START Provided data
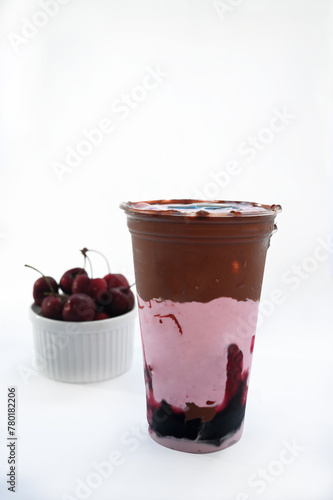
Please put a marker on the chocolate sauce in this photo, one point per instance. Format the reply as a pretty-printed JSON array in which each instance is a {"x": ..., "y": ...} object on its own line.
[
  {"x": 210, "y": 424},
  {"x": 199, "y": 256}
]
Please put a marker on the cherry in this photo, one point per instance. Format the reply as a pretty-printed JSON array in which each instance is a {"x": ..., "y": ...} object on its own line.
[
  {"x": 116, "y": 280},
  {"x": 79, "y": 307},
  {"x": 68, "y": 277},
  {"x": 118, "y": 304},
  {"x": 81, "y": 284},
  {"x": 52, "y": 307},
  {"x": 43, "y": 286},
  {"x": 101, "y": 315},
  {"x": 97, "y": 287}
]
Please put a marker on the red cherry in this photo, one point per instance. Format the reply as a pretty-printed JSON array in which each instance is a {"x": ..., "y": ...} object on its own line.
[
  {"x": 97, "y": 287},
  {"x": 79, "y": 307},
  {"x": 52, "y": 307},
  {"x": 68, "y": 277},
  {"x": 116, "y": 280},
  {"x": 43, "y": 286},
  {"x": 81, "y": 284}
]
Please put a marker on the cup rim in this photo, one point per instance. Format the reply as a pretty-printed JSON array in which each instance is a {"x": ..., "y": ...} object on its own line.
[
  {"x": 130, "y": 209},
  {"x": 82, "y": 326}
]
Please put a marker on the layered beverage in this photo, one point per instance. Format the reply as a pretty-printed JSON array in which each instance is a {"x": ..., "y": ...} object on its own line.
[{"x": 198, "y": 267}]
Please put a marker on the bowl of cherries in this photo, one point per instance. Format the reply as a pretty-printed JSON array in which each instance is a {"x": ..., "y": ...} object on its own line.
[{"x": 83, "y": 327}]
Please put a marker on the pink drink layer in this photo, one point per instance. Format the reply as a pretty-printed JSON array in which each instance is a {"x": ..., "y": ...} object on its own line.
[{"x": 186, "y": 348}]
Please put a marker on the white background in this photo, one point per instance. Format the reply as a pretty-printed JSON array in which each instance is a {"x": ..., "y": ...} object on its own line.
[{"x": 228, "y": 68}]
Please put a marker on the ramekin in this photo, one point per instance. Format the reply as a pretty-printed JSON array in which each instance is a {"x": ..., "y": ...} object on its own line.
[{"x": 88, "y": 351}]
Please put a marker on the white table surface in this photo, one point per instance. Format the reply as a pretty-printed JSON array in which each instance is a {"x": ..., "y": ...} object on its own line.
[{"x": 67, "y": 431}]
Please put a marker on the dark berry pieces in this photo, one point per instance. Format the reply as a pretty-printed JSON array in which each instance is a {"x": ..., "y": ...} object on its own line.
[
  {"x": 42, "y": 287},
  {"x": 52, "y": 307},
  {"x": 68, "y": 277},
  {"x": 79, "y": 307}
]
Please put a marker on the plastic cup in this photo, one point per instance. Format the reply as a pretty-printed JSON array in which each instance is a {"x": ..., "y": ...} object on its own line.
[{"x": 199, "y": 267}]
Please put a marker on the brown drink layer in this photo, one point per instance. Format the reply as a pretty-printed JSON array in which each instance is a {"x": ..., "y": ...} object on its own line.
[{"x": 199, "y": 257}]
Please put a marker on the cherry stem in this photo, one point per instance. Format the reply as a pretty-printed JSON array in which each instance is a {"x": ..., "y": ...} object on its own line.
[
  {"x": 102, "y": 255},
  {"x": 84, "y": 253},
  {"x": 45, "y": 277},
  {"x": 130, "y": 286}
]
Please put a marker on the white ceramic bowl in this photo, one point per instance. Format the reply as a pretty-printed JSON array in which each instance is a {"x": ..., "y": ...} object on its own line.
[{"x": 87, "y": 351}]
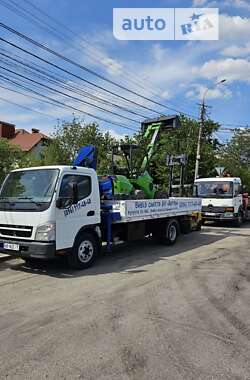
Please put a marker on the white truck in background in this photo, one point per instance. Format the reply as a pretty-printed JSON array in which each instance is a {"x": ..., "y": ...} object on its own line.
[
  {"x": 58, "y": 210},
  {"x": 223, "y": 199}
]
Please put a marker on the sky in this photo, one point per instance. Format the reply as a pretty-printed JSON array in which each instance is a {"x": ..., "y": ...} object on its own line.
[{"x": 172, "y": 73}]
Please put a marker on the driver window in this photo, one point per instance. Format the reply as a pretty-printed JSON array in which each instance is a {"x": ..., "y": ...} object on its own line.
[{"x": 237, "y": 189}]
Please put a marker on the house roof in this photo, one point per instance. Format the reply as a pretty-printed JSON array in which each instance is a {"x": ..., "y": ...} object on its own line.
[{"x": 27, "y": 140}]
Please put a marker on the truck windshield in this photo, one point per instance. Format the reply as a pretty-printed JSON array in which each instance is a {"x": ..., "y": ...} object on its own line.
[
  {"x": 215, "y": 189},
  {"x": 28, "y": 189}
]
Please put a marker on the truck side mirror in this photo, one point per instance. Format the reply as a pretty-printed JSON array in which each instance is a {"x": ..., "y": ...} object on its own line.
[
  {"x": 73, "y": 192},
  {"x": 195, "y": 191}
]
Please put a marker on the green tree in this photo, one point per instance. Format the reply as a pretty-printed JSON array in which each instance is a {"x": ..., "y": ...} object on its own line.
[
  {"x": 11, "y": 157},
  {"x": 69, "y": 137},
  {"x": 235, "y": 156}
]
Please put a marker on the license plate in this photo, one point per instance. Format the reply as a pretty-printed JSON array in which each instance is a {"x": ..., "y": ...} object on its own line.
[{"x": 11, "y": 246}]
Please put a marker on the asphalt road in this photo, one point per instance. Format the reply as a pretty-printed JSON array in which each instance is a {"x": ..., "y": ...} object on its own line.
[{"x": 142, "y": 312}]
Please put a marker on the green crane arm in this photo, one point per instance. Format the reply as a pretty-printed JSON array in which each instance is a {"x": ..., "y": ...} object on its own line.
[{"x": 153, "y": 131}]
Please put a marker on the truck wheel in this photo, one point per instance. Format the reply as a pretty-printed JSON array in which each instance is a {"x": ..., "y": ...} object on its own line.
[
  {"x": 172, "y": 232},
  {"x": 168, "y": 233},
  {"x": 84, "y": 252}
]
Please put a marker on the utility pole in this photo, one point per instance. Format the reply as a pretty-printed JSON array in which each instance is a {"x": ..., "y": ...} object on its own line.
[
  {"x": 201, "y": 127},
  {"x": 203, "y": 108}
]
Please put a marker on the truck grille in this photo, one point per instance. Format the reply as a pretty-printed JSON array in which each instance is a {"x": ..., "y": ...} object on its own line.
[
  {"x": 211, "y": 208},
  {"x": 15, "y": 231}
]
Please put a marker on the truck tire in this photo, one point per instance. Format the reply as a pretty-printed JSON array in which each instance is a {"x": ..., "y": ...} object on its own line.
[
  {"x": 84, "y": 252},
  {"x": 168, "y": 233},
  {"x": 186, "y": 227}
]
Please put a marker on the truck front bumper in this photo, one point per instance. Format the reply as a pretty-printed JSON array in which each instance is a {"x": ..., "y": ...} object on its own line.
[{"x": 35, "y": 249}]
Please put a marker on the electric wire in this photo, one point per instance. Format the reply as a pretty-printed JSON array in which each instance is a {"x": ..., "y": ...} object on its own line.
[{"x": 66, "y": 59}]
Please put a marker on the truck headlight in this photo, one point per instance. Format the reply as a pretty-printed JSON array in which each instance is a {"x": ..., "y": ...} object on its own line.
[{"x": 46, "y": 232}]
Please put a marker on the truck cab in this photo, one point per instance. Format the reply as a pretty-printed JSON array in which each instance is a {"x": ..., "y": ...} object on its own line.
[
  {"x": 44, "y": 209},
  {"x": 222, "y": 199}
]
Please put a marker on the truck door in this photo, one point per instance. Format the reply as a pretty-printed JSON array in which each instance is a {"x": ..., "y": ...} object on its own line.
[
  {"x": 238, "y": 200},
  {"x": 71, "y": 218}
]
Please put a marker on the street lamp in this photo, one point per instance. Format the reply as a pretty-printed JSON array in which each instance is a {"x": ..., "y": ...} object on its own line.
[{"x": 201, "y": 126}]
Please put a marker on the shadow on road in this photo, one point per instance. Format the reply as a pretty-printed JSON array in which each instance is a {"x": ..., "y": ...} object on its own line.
[{"x": 129, "y": 258}]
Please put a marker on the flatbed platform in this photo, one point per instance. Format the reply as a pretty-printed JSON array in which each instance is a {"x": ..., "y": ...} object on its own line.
[{"x": 143, "y": 209}]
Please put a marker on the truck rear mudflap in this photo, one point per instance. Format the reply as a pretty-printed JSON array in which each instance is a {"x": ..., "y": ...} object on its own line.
[{"x": 25, "y": 249}]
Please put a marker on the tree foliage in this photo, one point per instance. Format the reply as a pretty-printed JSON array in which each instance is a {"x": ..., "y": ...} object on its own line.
[
  {"x": 235, "y": 156},
  {"x": 11, "y": 157}
]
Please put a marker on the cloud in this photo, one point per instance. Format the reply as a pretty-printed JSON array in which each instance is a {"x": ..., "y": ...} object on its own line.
[
  {"x": 234, "y": 28},
  {"x": 236, "y": 50},
  {"x": 229, "y": 68},
  {"x": 197, "y": 91},
  {"x": 240, "y": 4}
]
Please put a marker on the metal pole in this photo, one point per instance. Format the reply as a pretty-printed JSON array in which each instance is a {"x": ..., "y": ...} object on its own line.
[{"x": 201, "y": 127}]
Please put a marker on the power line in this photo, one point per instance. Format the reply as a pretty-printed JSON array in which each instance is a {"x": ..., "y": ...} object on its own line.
[
  {"x": 67, "y": 95},
  {"x": 77, "y": 76},
  {"x": 27, "y": 108},
  {"x": 59, "y": 55},
  {"x": 57, "y": 102},
  {"x": 62, "y": 31},
  {"x": 65, "y": 85}
]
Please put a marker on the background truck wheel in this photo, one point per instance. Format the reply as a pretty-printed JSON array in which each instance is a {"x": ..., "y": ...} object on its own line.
[
  {"x": 186, "y": 226},
  {"x": 168, "y": 233},
  {"x": 84, "y": 252},
  {"x": 172, "y": 232}
]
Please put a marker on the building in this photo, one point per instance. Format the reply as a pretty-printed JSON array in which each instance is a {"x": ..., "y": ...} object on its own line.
[{"x": 33, "y": 142}]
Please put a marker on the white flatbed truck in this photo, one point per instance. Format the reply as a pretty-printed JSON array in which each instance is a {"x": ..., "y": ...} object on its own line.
[
  {"x": 223, "y": 199},
  {"x": 57, "y": 210}
]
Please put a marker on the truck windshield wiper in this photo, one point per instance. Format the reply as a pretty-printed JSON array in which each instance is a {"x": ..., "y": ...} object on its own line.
[{"x": 30, "y": 199}]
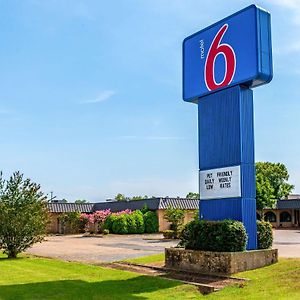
END Provided data
**The problem**
Each line from the one holding "Please put a marker on the white flatbed" to the end of the records above must be copied exactly; the pictures must not be copied.

**Result for this task**
Please put a marker on the white flatbed truck in this photo, one point per instance. Format the reply as a pretty-printed JSON array in which each instance is a {"x": ..., "y": ...} object on its own line.
[
  {"x": 223, "y": 199},
  {"x": 57, "y": 210}
]
Please put a marker on the truck windshield wiper in this photo, one point per instance. Format the reply as a pretty-printed JSON array in which each instance is a {"x": ..., "y": ...} object on its own line.
[{"x": 30, "y": 199}]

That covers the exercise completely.